Source data:
━━━━━━━━

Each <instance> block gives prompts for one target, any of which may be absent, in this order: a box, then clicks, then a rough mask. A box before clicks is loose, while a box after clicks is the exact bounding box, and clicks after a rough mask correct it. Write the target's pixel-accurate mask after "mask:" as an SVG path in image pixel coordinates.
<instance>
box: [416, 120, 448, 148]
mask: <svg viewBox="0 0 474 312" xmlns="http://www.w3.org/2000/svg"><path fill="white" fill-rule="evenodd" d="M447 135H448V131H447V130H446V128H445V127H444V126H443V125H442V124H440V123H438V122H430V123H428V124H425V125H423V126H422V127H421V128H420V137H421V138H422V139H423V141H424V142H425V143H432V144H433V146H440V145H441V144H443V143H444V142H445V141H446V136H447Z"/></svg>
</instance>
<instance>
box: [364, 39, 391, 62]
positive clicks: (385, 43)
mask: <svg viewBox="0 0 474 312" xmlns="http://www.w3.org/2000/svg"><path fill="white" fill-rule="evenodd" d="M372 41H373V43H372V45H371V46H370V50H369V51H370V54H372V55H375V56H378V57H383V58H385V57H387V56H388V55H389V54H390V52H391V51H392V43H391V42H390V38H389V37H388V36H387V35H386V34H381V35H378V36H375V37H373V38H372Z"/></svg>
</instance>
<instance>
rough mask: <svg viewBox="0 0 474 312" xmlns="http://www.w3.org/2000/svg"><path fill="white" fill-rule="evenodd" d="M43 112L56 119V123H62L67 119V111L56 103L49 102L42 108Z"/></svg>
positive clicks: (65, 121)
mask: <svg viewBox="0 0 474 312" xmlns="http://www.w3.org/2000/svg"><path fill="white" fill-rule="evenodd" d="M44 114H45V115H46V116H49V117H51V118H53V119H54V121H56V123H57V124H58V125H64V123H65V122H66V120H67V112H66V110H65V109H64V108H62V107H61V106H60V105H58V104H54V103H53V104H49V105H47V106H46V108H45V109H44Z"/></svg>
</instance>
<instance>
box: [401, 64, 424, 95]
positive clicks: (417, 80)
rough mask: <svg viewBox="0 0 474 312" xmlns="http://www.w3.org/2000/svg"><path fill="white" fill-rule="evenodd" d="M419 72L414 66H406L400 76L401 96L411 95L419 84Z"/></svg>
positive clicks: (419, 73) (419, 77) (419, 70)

━━━━━━━━

◆ Activity:
Identify every line of the items that contains the string "positive", and copy each of those lines. Treat case as significant.

◆ Answer to the problem:
positive clicks: (385, 43)
positive clicks: (65, 121)
positive clicks: (417, 80)
positive clicks: (419, 73) (419, 77) (419, 70)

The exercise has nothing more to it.